Prompt: Everything in the records below except the images should be output exactly as written.

Raw data:
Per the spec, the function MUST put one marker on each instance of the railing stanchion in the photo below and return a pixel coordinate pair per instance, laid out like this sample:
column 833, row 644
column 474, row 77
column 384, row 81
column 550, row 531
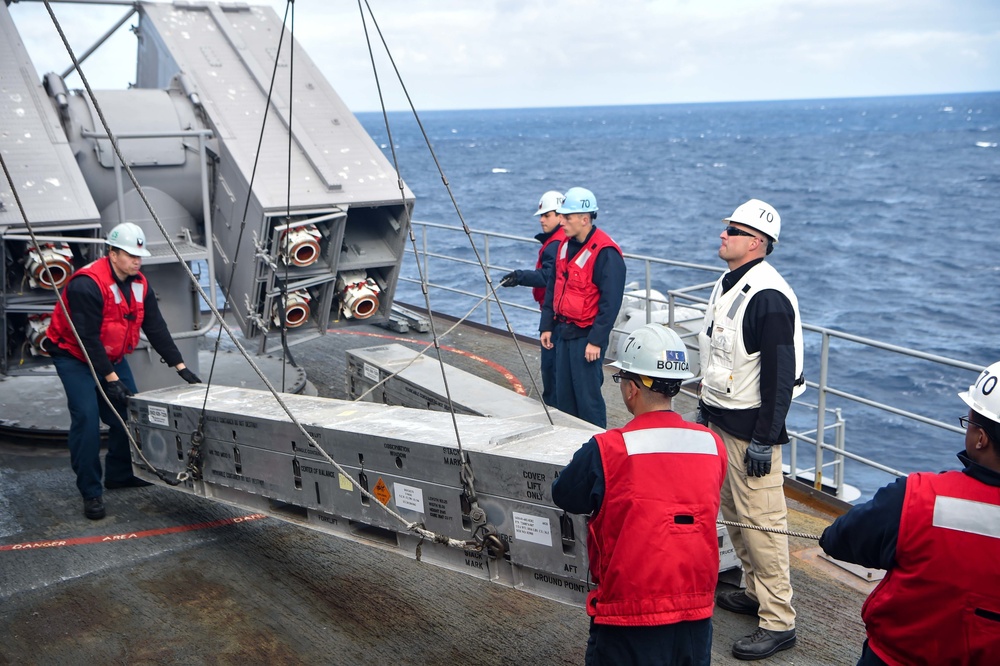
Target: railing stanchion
column 821, row 411
column 486, row 257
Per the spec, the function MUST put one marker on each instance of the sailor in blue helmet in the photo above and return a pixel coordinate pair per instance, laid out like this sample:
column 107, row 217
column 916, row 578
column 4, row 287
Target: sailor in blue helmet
column 550, row 237
column 938, row 538
column 582, row 301
column 651, row 489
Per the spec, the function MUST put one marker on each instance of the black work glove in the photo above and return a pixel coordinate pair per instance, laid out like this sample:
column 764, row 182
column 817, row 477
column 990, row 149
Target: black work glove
column 117, row 392
column 188, row 376
column 700, row 418
column 758, row 459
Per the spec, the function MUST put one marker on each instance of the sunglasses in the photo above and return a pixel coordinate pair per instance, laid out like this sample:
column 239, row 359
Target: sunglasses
column 620, row 375
column 965, row 422
column 733, row 231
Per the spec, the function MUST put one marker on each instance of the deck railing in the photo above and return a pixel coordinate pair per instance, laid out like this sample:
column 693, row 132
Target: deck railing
column 827, row 437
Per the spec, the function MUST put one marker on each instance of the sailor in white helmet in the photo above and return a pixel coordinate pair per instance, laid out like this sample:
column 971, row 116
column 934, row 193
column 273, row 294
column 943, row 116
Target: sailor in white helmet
column 108, row 302
column 938, row 537
column 550, row 237
column 751, row 362
column 651, row 489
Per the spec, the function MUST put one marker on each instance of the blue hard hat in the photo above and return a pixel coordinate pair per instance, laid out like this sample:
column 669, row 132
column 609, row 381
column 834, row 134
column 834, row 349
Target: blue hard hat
column 578, row 200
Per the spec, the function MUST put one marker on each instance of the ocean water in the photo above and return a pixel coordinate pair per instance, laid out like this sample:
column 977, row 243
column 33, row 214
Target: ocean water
column 890, row 209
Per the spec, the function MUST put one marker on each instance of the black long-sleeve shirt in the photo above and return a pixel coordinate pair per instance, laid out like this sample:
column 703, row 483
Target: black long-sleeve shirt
column 87, row 307
column 868, row 533
column 609, row 276
column 539, row 277
column 768, row 327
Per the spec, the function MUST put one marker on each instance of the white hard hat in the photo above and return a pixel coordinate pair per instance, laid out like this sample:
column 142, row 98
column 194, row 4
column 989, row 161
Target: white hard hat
column 758, row 215
column 129, row 236
column 984, row 396
column 654, row 350
column 550, row 201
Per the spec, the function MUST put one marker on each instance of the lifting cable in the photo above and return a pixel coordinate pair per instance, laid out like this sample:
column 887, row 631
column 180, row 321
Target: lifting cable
column 772, row 530
column 193, row 471
column 454, row 202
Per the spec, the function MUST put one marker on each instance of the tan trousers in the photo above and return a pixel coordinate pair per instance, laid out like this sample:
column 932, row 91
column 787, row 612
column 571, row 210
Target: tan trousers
column 759, row 501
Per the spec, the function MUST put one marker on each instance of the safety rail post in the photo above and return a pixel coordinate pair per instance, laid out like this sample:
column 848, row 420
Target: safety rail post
column 427, row 275
column 649, row 291
column 840, row 443
column 486, row 257
column 821, row 411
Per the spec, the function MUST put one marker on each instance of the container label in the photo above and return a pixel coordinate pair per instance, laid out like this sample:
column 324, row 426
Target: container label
column 408, row 497
column 381, row 492
column 532, row 528
column 158, row 415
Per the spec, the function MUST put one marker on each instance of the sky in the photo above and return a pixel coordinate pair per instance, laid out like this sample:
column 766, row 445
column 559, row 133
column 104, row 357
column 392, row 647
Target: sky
column 477, row 54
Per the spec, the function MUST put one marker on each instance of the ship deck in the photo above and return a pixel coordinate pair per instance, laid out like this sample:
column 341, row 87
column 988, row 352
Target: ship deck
column 172, row 578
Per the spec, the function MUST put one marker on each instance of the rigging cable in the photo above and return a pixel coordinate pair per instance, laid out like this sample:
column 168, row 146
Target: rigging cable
column 469, row 500
column 283, row 308
column 415, row 527
column 454, row 202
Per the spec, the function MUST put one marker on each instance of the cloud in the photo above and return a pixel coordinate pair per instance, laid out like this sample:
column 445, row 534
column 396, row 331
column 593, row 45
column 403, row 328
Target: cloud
column 496, row 53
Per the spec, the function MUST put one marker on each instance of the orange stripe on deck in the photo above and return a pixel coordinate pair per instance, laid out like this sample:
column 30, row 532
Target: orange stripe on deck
column 514, row 382
column 128, row 536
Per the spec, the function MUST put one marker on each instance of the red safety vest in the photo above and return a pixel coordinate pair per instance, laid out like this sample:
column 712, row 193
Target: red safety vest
column 940, row 604
column 653, row 545
column 122, row 319
column 558, row 236
column 576, row 295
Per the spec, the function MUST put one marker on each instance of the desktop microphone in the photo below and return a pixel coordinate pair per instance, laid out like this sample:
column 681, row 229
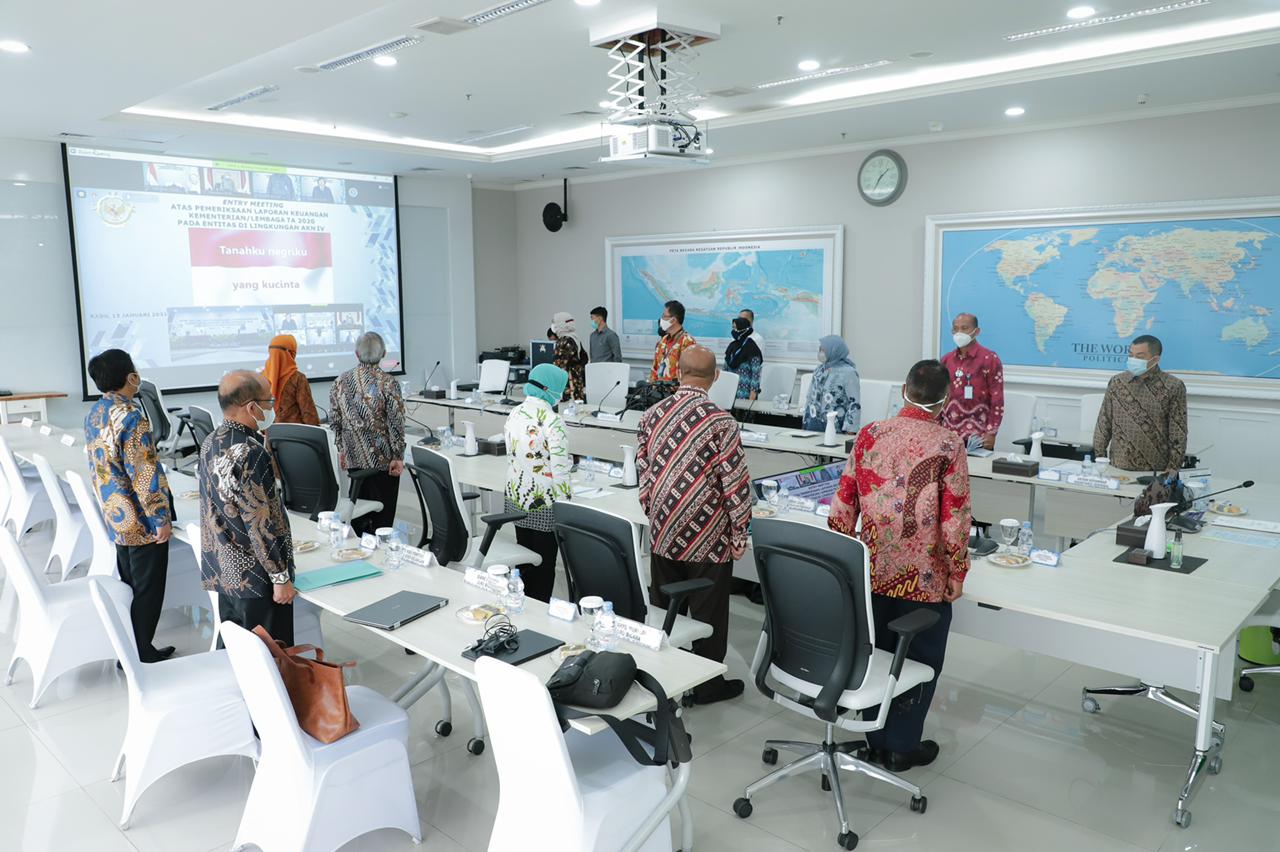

Answer space:
Per the spec, the function MUST put one marker on each instance of the railing stanchion in the photo below and return a pixel coordinate pair per instance, laid out like this sample:
column 833, row 644
column 474, row 77
column 384, row 81
column 550, row 531
Target: railing stanchion
column 821, row 411
column 486, row 257
Per the spec, the function MUST put one marker on each instance of the sailor in blue helmet in the photo above and return a pixel coordinate pair per instance, laid out like this sample:
column 107, row 217
column 916, row 578
column 4, row 287
Target: sailor in blue helmet
column 550, row 237
column 938, row 538
column 582, row 301
column 651, row 489
Per the spec, the function MUST put one marker on each instance of the black work glove in the photo above and return a pixel coordinate pair per instance, laid out like this sample:
column 764, row 182
column 817, row 477
column 990, row 149
Target: black work glove
column 117, row 392
column 188, row 376
column 700, row 418
column 758, row 459
Per the spec, the function MUST put one marker on each instance of the sunglasses in the photo above and return a pixel coordinate pair per instance, laid out like this sample:
column 239, row 359
Target: sunglasses
column 620, row 375
column 965, row 422
column 733, row 231
Per the spec, the function MUST put one marker on each instance of the deck railing in the photo above and return a pixel coordinate pair per instance, laid out like this sample:
column 693, row 132
Target: deck railing
column 827, row 437
Per the spec, the function MUST put one marker on each instance of the sailor in white helmet in the photo above and return a pixel coordinate pair per instance, laid out like this sample:
column 971, row 116
column 934, row 193
column 273, row 294
column 943, row 116
Target: sailor in white helmet
column 108, row 302
column 938, row 537
column 550, row 237
column 751, row 362
column 651, row 489
Per the spec, the function MUST put one marker on each instance of the blue hard hat in the photo above and return a pixel coordinate pair per instance, laid out like this sample:
column 669, row 132
column 609, row 381
column 834, row 134
column 834, row 349
Target: blue hard hat
column 578, row 200
Per the spec, the function MUST put one marker on each instance of the ocean water in the photo above and return a pixel coordinate pair per instance, laid out like this sample:
column 977, row 243
column 33, row 214
Target: ocean water
column 890, row 209
Per the spec, the function MUST put one marker on each instance of the black long-sleeve shirt in the photo above and return a pixel coordinate pair per instance, laid out like this sample:
column 703, row 483
Target: black long-sleeve shirt
column 87, row 307
column 868, row 533
column 609, row 276
column 539, row 277
column 768, row 327
Per the spec, the function MUST put one marker on each instance of the white hard hat in the photo above and return a pixel coordinate pair per instance, laid out like this sample:
column 142, row 98
column 194, row 4
column 989, row 161
Target: white hard hat
column 758, row 215
column 129, row 236
column 984, row 396
column 654, row 350
column 550, row 201
Per the spec, the function MUST put one marker on each instance of the lifting cable in the photo above and return a pixel coordinate pair per instance, laid out like this sample:
column 887, row 631
column 180, row 321
Target: lifting cable
column 772, row 530
column 193, row 471
column 454, row 202
Per the spec, the function MUST put one marker on each instance of the tan trousers in the photo above and return a pixel coordinate pair per instance, laid out like this sample:
column 932, row 91
column 787, row 612
column 571, row 210
Target: tan trousers
column 759, row 501
Per the spec, the function MUST put one marker on each instance of the safety rail post in the photo above and return a pixel coordinate pair per instance, laid out like this sample:
column 848, row 420
Target: safety rail post
column 427, row 275
column 649, row 291
column 840, row 443
column 486, row 257
column 821, row 411
Per the spec, the function MUST put one marker on each instance of the container label in the photo above and return a pixel coordinate pair per instance, laid out like this sample:
column 324, row 426
Target: container label
column 408, row 497
column 381, row 492
column 532, row 528
column 158, row 415
Per the spec, the function MUST put one marker on each instance of the sky in the photo above and return a pixel coordinate pair per instance, laid out like this sample:
column 766, row 445
column 559, row 133
column 104, row 357
column 392, row 647
Target: sky
column 477, row 54
Per the spec, the function MUST put one marker on each instance of the ship deck in the photo above and return a pixel coordinate pair per instance, laid out like this sample:
column 341, row 87
column 988, row 352
Target: ship deck
column 172, row 578
Per the spec, the function MUST put one marker on each instance of the rigging cable in the photo above and return a pixel coordinate pair per instance, laid out like this sample:
column 168, row 146
Target: rigging cable
column 469, row 500
column 283, row 308
column 415, row 527
column 454, row 202
Per the spec, the function MUST put one marker on each instance of the cloud in the photo above and return a pixel coordinate pair per instance, laid out like this sample:
column 445, row 534
column 396, row 331
column 593, row 45
column 403, row 328
Target: cloud
column 496, row 53
Per the spec, the function MUST put one marker on each instance of the orange stripe on deck in the photo above and return a pixel coordinate pair per instance, laid out like this sample:
column 30, row 532
Target: orange stripe on deck
column 514, row 382
column 128, row 536
Per the spec, the function MUST put one marker on each instance of the red safety vest in the photo above and return a pixel coordinate pair per instance, laid out like this sample:
column 712, row 193
Target: red safety vest
column 940, row 604
column 653, row 545
column 122, row 319
column 558, row 236
column 576, row 295
Per the spec, the function MUST put one marker on each instance of the desktop microphone in the photo below and return a pixel coordinate pair per instance, laid out like this sample:
column 681, row 229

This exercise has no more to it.